Recorded data
= = = =

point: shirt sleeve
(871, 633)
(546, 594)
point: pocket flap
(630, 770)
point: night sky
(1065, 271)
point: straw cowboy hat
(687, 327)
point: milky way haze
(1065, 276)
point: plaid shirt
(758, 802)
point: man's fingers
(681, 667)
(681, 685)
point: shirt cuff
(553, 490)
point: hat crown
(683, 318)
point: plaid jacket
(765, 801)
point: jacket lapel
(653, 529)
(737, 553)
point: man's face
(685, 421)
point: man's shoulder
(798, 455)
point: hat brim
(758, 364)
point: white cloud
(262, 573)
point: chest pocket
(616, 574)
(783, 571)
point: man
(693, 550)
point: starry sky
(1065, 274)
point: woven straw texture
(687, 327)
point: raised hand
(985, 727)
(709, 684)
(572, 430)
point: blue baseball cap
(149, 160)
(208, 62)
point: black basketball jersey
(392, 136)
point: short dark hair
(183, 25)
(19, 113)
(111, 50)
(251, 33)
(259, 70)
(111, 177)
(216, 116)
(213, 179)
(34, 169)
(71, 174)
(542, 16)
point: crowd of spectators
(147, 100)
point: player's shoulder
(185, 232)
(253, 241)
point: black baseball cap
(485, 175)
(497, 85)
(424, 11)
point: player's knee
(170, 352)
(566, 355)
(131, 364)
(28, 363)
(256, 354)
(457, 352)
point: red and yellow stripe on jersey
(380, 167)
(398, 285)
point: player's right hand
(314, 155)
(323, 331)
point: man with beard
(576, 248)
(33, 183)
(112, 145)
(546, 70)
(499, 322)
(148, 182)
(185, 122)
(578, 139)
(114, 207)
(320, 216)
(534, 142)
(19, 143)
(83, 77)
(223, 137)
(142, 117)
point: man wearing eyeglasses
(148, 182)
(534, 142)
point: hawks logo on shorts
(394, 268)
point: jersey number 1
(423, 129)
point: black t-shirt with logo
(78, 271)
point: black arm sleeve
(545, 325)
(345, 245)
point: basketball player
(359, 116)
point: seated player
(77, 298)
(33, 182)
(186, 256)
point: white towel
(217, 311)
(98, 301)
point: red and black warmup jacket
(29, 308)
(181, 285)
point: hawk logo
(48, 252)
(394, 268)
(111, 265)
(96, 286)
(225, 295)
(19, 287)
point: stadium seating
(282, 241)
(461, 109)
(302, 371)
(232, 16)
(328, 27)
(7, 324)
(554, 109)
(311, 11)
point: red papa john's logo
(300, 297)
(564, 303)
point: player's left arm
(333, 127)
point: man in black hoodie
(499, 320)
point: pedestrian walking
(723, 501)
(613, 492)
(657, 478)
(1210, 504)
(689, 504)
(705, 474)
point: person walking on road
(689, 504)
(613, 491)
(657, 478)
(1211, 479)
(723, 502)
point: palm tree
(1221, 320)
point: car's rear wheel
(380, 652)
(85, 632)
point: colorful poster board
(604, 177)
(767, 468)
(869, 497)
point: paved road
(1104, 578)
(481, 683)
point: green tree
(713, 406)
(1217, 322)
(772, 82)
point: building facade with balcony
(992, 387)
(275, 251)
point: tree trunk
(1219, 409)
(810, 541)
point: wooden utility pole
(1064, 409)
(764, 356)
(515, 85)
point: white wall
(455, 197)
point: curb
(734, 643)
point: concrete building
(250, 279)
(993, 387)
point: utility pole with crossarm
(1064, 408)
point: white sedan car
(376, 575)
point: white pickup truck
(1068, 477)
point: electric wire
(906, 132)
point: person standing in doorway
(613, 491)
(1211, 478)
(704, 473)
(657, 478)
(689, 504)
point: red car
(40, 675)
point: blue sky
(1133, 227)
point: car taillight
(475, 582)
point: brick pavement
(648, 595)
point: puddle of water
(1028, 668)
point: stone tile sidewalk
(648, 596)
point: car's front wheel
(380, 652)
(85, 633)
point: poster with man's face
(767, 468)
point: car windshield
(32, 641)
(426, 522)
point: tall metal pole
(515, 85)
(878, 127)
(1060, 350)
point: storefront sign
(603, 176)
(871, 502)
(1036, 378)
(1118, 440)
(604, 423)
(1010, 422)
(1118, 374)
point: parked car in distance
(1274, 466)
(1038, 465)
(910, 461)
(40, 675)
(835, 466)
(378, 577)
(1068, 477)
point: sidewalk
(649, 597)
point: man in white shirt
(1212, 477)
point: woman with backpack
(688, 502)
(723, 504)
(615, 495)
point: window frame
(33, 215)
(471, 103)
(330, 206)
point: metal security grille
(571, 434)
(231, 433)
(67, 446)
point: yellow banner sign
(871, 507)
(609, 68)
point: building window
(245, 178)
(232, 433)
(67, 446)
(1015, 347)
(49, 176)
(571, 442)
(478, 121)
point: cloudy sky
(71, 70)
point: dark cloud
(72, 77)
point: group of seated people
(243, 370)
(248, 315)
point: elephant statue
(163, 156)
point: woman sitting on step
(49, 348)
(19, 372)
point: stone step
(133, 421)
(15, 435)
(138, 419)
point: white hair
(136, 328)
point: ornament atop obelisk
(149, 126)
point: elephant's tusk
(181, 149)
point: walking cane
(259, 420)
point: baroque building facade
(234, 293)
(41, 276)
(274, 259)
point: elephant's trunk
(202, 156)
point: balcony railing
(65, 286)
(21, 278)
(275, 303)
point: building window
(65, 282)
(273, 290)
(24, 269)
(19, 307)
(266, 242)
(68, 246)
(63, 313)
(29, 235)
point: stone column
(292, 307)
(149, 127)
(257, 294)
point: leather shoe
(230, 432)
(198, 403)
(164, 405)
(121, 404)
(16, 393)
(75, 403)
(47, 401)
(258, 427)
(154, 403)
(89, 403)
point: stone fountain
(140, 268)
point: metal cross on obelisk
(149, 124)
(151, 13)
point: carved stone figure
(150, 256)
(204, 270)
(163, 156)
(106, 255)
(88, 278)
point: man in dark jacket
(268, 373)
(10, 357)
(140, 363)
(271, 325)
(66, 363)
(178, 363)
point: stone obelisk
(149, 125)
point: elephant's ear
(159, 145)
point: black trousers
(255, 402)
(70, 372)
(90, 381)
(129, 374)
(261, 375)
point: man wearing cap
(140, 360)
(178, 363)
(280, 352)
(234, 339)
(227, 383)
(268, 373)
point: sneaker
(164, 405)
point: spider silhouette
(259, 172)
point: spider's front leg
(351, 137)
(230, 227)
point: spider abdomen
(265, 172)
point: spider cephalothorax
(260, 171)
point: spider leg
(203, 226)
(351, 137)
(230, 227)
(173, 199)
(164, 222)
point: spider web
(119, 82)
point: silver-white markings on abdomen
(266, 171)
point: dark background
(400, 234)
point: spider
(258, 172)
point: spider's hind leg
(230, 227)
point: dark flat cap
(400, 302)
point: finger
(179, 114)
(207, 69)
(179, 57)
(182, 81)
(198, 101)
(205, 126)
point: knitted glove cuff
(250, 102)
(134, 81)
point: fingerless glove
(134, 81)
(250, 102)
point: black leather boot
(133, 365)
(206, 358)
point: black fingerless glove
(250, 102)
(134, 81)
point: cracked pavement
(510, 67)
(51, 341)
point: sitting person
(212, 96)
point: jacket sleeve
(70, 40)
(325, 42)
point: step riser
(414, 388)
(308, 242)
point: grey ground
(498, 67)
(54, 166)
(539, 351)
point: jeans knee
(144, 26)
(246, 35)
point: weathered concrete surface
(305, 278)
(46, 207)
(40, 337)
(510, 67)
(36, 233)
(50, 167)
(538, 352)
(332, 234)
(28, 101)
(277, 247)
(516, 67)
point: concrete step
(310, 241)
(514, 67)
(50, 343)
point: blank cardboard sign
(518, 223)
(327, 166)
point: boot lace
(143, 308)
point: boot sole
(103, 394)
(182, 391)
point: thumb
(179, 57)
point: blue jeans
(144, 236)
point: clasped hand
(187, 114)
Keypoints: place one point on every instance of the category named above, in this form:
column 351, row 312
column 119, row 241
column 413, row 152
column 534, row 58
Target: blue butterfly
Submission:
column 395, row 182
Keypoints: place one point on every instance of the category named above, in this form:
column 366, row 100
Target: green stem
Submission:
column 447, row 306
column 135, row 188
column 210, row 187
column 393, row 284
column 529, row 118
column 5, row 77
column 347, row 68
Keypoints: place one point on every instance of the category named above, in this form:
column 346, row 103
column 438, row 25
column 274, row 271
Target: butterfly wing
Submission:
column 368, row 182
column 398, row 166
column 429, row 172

= = = =

Copy the records from the line with "point: blank cardboard sign" up to and including the line with "column 395, row 182", and rename "blue jeans" to "denim pants" while leaving every other part unchanged.

*Complete response:*
point: blank cardboard sign
(518, 223)
(327, 166)
point: boot lace
(143, 308)
point: boot sole
(103, 394)
(182, 391)
point: thumb
(179, 57)
point: denim pants
(144, 236)
point: clasped hand
(187, 114)
Keypoints: place one point on every instance of the category named above, in this form:
column 351, row 312
column 119, row 241
column 413, row 152
column 534, row 58
Target: blue butterfly
Submission:
column 395, row 182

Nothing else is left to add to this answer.